▶ Objective
Can you reproduce all of the records below word for word, omitting the pictures?

--- start ---

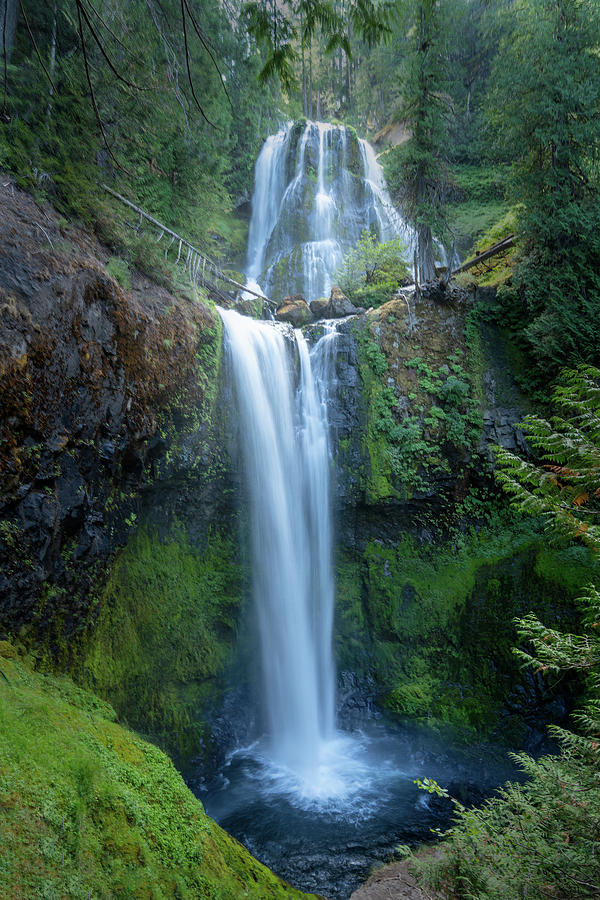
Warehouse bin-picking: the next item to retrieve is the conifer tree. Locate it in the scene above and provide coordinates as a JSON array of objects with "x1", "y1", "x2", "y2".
[
  {"x1": 491, "y1": 0, "x2": 600, "y2": 377},
  {"x1": 422, "y1": 367, "x2": 600, "y2": 900}
]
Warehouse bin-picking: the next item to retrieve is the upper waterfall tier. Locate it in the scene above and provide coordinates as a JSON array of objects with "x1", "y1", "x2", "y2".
[{"x1": 248, "y1": 121, "x2": 411, "y2": 300}]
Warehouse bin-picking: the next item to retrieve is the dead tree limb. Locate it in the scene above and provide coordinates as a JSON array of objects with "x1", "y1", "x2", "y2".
[{"x1": 452, "y1": 234, "x2": 515, "y2": 275}]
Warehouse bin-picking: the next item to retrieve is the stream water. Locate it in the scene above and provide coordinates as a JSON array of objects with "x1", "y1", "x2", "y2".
[
  {"x1": 246, "y1": 122, "x2": 413, "y2": 301},
  {"x1": 192, "y1": 123, "x2": 507, "y2": 898}
]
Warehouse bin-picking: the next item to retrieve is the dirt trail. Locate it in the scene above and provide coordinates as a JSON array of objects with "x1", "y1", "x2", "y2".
[{"x1": 350, "y1": 860, "x2": 446, "y2": 900}]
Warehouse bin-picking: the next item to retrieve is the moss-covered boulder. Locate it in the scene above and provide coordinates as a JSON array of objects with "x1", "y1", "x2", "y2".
[
  {"x1": 276, "y1": 294, "x2": 313, "y2": 328},
  {"x1": 0, "y1": 645, "x2": 316, "y2": 900}
]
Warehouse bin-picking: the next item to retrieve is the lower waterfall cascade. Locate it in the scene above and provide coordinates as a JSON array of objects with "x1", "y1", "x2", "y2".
[
  {"x1": 221, "y1": 310, "x2": 336, "y2": 778},
  {"x1": 199, "y1": 310, "x2": 514, "y2": 900}
]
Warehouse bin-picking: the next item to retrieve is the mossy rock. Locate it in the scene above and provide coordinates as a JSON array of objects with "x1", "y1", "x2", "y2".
[
  {"x1": 0, "y1": 658, "x2": 316, "y2": 900},
  {"x1": 77, "y1": 524, "x2": 241, "y2": 761}
]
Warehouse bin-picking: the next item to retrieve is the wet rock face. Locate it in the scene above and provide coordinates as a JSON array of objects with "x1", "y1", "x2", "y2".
[
  {"x1": 322, "y1": 285, "x2": 526, "y2": 549},
  {"x1": 275, "y1": 294, "x2": 313, "y2": 328},
  {"x1": 0, "y1": 183, "x2": 220, "y2": 637}
]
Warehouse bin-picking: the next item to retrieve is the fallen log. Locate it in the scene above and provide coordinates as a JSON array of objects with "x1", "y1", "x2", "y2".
[{"x1": 452, "y1": 234, "x2": 515, "y2": 275}]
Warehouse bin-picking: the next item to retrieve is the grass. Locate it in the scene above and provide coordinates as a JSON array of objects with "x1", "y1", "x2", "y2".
[{"x1": 0, "y1": 642, "x2": 316, "y2": 900}]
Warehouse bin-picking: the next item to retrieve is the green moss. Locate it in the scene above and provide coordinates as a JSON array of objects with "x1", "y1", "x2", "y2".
[
  {"x1": 337, "y1": 517, "x2": 592, "y2": 739},
  {"x1": 81, "y1": 528, "x2": 241, "y2": 757},
  {"x1": 0, "y1": 645, "x2": 316, "y2": 900}
]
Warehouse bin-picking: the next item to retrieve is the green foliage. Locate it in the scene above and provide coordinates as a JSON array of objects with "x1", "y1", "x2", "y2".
[
  {"x1": 80, "y1": 528, "x2": 241, "y2": 757},
  {"x1": 491, "y1": 0, "x2": 600, "y2": 383},
  {"x1": 0, "y1": 642, "x2": 306, "y2": 900},
  {"x1": 0, "y1": 0, "x2": 273, "y2": 280},
  {"x1": 358, "y1": 332, "x2": 482, "y2": 498},
  {"x1": 496, "y1": 366, "x2": 600, "y2": 549},
  {"x1": 392, "y1": 0, "x2": 449, "y2": 282},
  {"x1": 336, "y1": 512, "x2": 590, "y2": 746},
  {"x1": 334, "y1": 228, "x2": 408, "y2": 307},
  {"x1": 414, "y1": 588, "x2": 600, "y2": 900},
  {"x1": 412, "y1": 356, "x2": 600, "y2": 900}
]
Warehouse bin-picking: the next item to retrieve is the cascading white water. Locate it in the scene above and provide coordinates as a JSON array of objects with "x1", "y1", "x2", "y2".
[
  {"x1": 247, "y1": 122, "x2": 413, "y2": 300},
  {"x1": 220, "y1": 310, "x2": 335, "y2": 780}
]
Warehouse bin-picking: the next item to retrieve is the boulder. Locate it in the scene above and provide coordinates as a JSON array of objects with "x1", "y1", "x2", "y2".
[
  {"x1": 310, "y1": 297, "x2": 329, "y2": 319},
  {"x1": 324, "y1": 285, "x2": 365, "y2": 319},
  {"x1": 275, "y1": 294, "x2": 313, "y2": 328}
]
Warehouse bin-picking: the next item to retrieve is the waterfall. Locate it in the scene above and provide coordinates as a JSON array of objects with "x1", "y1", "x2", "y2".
[
  {"x1": 220, "y1": 310, "x2": 335, "y2": 778},
  {"x1": 247, "y1": 122, "x2": 413, "y2": 300}
]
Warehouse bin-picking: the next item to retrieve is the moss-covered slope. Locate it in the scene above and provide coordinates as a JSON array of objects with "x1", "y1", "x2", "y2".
[
  {"x1": 77, "y1": 524, "x2": 241, "y2": 759},
  {"x1": 0, "y1": 642, "x2": 318, "y2": 900}
]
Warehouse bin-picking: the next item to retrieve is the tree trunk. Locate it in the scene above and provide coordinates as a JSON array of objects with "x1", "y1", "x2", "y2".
[
  {"x1": 415, "y1": 225, "x2": 435, "y2": 284},
  {"x1": 308, "y1": 38, "x2": 312, "y2": 119},
  {"x1": 0, "y1": 0, "x2": 19, "y2": 64}
]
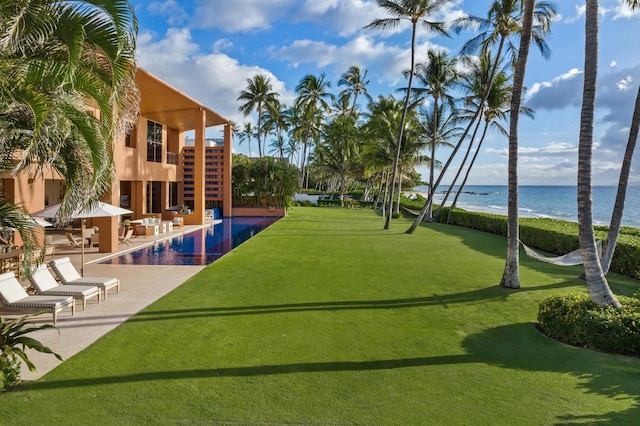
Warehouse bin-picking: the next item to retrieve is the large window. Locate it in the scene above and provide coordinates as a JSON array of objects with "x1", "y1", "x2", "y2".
[
  {"x1": 147, "y1": 121, "x2": 162, "y2": 163},
  {"x1": 147, "y1": 181, "x2": 162, "y2": 213},
  {"x1": 169, "y1": 182, "x2": 179, "y2": 206}
]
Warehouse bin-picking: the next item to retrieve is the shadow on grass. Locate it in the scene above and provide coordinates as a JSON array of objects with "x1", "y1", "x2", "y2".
[
  {"x1": 21, "y1": 323, "x2": 640, "y2": 424},
  {"x1": 128, "y1": 281, "x2": 575, "y2": 323}
]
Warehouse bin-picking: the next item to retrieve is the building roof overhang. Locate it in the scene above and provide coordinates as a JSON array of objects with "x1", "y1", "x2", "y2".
[{"x1": 136, "y1": 67, "x2": 230, "y2": 131}]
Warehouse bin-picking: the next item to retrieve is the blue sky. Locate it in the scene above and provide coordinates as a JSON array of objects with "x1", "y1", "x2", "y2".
[{"x1": 132, "y1": 0, "x2": 640, "y2": 185}]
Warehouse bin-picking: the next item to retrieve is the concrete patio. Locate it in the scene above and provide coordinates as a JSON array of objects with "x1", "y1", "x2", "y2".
[{"x1": 6, "y1": 225, "x2": 209, "y2": 380}]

--- end ---

▶ Response to the exercise
Warehouse bin-picking: the next item to retrieve is the conifer tree. Locate it in the scene above and provide coordinates as a JSON array of objects with "x1", "y1", "x2", "y2".
[
  {"x1": 491, "y1": 0, "x2": 600, "y2": 377},
  {"x1": 422, "y1": 367, "x2": 600, "y2": 900}
]
Warehouse bin-picking: the next item to retrieve is the upper waterfall tier. Locate it in the scene above and provide coordinates as a JSON array of objects with "x1", "y1", "x2", "y2".
[{"x1": 248, "y1": 121, "x2": 411, "y2": 300}]
Warehouse bin-picking: the next item to retrieve is the dead tree limb. Locate it in the scene above and provide coordinates as a JSON array of objects with "x1", "y1", "x2", "y2".
[{"x1": 452, "y1": 234, "x2": 515, "y2": 275}]
Warehouse bin-picking: the next item to retrieve is the stream water. Locate it in the scene above and provide coordinates as a JSON array of objects with "x1", "y1", "x2", "y2".
[
  {"x1": 246, "y1": 122, "x2": 413, "y2": 301},
  {"x1": 192, "y1": 123, "x2": 507, "y2": 898}
]
Warehouse bin-picking: the next item to retrieve is the dirt trail. Locate it in the scene above and provide coordinates as a JSON array of objects with "x1", "y1", "x2", "y2".
[{"x1": 350, "y1": 860, "x2": 446, "y2": 900}]
Warehouse bin-picking: the next item to retrieve is the moss-covered boulder. Locate it in the scene above and provide coordinates as a JSON array of objects with "x1", "y1", "x2", "y2".
[
  {"x1": 276, "y1": 294, "x2": 313, "y2": 328},
  {"x1": 0, "y1": 645, "x2": 316, "y2": 900}
]
Warehouse bin-picking: the next item to retrieve is the lower waterfall cascade. Locate it in the scene above and provide coordinates as a JSON array of objects with "x1", "y1", "x2", "y2".
[
  {"x1": 221, "y1": 310, "x2": 336, "y2": 778},
  {"x1": 199, "y1": 310, "x2": 514, "y2": 900}
]
Warehouse bin-picking: the next item to retrieve is the mossy rock. Locate it in the scene above and provide coordinates as a JSON array of objects with "x1", "y1", "x2", "y2".
[
  {"x1": 0, "y1": 658, "x2": 316, "y2": 900},
  {"x1": 77, "y1": 524, "x2": 241, "y2": 761}
]
Warehouse bin-picking: the next item to retrieve is the wet rock face. Locate it in the scene above and provide coordinates as a JSON array of objects with "x1", "y1", "x2", "y2".
[
  {"x1": 322, "y1": 285, "x2": 526, "y2": 549},
  {"x1": 275, "y1": 294, "x2": 313, "y2": 328},
  {"x1": 0, "y1": 183, "x2": 220, "y2": 637}
]
Warehouse bin-picking: the next item to retrieve is the fallen log. Locate it in the scene above and provide coordinates as a JSON array of objects with "x1", "y1", "x2", "y2".
[{"x1": 452, "y1": 234, "x2": 515, "y2": 275}]
Warehouse bin-picking: the next item to retrieve is the grass. Locate it in the scene above and provide coordinates as a JSON array of objects with "x1", "y1", "x2", "y2".
[{"x1": 0, "y1": 642, "x2": 316, "y2": 900}]
Warehouse bin-picking: the next item to retrieve is the green moss. Locate it in the scene above and provide coordinates as a JSON array of objects with "x1", "y1", "x2", "y2".
[
  {"x1": 337, "y1": 517, "x2": 592, "y2": 739},
  {"x1": 81, "y1": 528, "x2": 241, "y2": 757},
  {"x1": 0, "y1": 645, "x2": 316, "y2": 900}
]
Warehouse bin-picking: the next item to retrieve is the green foliage. Locate it in the scene above and provide coordinates as a JSON array of objects with "x1", "y1", "x2", "y2".
[
  {"x1": 80, "y1": 528, "x2": 241, "y2": 757},
  {"x1": 491, "y1": 0, "x2": 600, "y2": 383},
  {"x1": 0, "y1": 642, "x2": 306, "y2": 900},
  {"x1": 0, "y1": 0, "x2": 273, "y2": 280},
  {"x1": 358, "y1": 332, "x2": 482, "y2": 498},
  {"x1": 496, "y1": 366, "x2": 600, "y2": 549},
  {"x1": 392, "y1": 0, "x2": 449, "y2": 282},
  {"x1": 336, "y1": 512, "x2": 590, "y2": 746},
  {"x1": 334, "y1": 228, "x2": 408, "y2": 307},
  {"x1": 414, "y1": 588, "x2": 600, "y2": 900},
  {"x1": 412, "y1": 356, "x2": 600, "y2": 900}
]
Warehouse bin-picking: the next item to retrieve is the cascading white water. Locate it in the scene above and provide coordinates as a JSON array of objects with "x1", "y1", "x2", "y2".
[
  {"x1": 247, "y1": 122, "x2": 413, "y2": 300},
  {"x1": 220, "y1": 310, "x2": 335, "y2": 780}
]
Warehouse bin-picking: the next item to retrieve is the boulder. Locate it in the scene above and provide coordinates as a JSON array of objects with "x1", "y1", "x2", "y2".
[
  {"x1": 310, "y1": 297, "x2": 329, "y2": 319},
  {"x1": 324, "y1": 285, "x2": 365, "y2": 319},
  {"x1": 275, "y1": 294, "x2": 313, "y2": 328}
]
Warehouse bin-picking: the next item to retrieve is the waterfall. Locate it in the scene above and provide coordinates as a JSON array of objects with "x1", "y1", "x2", "y2".
[
  {"x1": 220, "y1": 310, "x2": 335, "y2": 778},
  {"x1": 247, "y1": 122, "x2": 413, "y2": 300}
]
Warehouse bin-picking: the next item to retrieve is the moss-covered slope. Locate it in the scene above and provide coordinates as a JSON array of objects with "x1", "y1", "x2", "y2".
[
  {"x1": 77, "y1": 524, "x2": 241, "y2": 759},
  {"x1": 0, "y1": 642, "x2": 318, "y2": 900}
]
Warehouse bin-picking: the next item to retrieve is the tree trunk. Locate it in the scene above and provide coordinates as a JSON array of objects with "x1", "y1", "x2", "y2".
[
  {"x1": 415, "y1": 225, "x2": 435, "y2": 284},
  {"x1": 308, "y1": 38, "x2": 312, "y2": 119},
  {"x1": 0, "y1": 0, "x2": 19, "y2": 64}
]
Warehouse bin-picking: the next item to retrieve is the large window. Locate it in the scene above and provide coordinates as a JSON array of objects with "x1", "y1", "x2", "y2".
[
  {"x1": 147, "y1": 121, "x2": 162, "y2": 163},
  {"x1": 147, "y1": 181, "x2": 162, "y2": 213},
  {"x1": 169, "y1": 182, "x2": 179, "y2": 206}
]
Warehouse bin-picking: the next item to retrieve is the shadow on grass. Locate it in the scene above and provide coordinates as a JSON array of objects with "x1", "y1", "x2", "y2".
[
  {"x1": 21, "y1": 323, "x2": 640, "y2": 424},
  {"x1": 128, "y1": 281, "x2": 575, "y2": 323}
]
Warehouse bin-picking: the next item to retrieve is the building roof overhang. Locate it in the scene above and provide coordinates as a JSON array of objects with "x1", "y1", "x2", "y2".
[{"x1": 136, "y1": 67, "x2": 230, "y2": 131}]
Warehouse bin-picking: the next item to retrieve is the blue sky. Locate it in the scene above and provide coordinates as a JSON array of objects with "x1", "y1", "x2", "y2".
[{"x1": 132, "y1": 0, "x2": 640, "y2": 185}]
Warehouse bin-picking: the next item to retrieve is the concrete patio. Locate it in the scene above and provide coordinates as a JSON array of objects with "x1", "y1", "x2", "y2".
[{"x1": 6, "y1": 225, "x2": 209, "y2": 380}]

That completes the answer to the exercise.